**Exercise:** Please return all of the entries below exactly as they are written.

**Dataset:**
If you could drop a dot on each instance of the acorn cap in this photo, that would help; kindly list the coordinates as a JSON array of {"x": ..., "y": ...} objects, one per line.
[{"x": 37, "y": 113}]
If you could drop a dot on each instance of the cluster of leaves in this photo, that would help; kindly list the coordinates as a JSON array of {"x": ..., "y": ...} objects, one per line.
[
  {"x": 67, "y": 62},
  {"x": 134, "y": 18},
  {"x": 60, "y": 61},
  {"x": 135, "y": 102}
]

**Answer section:**
If you could drop a dot on each instance of the acorn cap in this photo, that would help; kindly list the coordinates as a JSON array of {"x": ..., "y": ...} objects, one per line.
[{"x": 37, "y": 113}]
If you could drop a dot on each instance of the cluster of leaves in this photo, that would help; kindly list the coordinates as a JSON array of {"x": ..., "y": ...} objects, one per line.
[
  {"x": 67, "y": 62},
  {"x": 134, "y": 18},
  {"x": 60, "y": 61},
  {"x": 135, "y": 102}
]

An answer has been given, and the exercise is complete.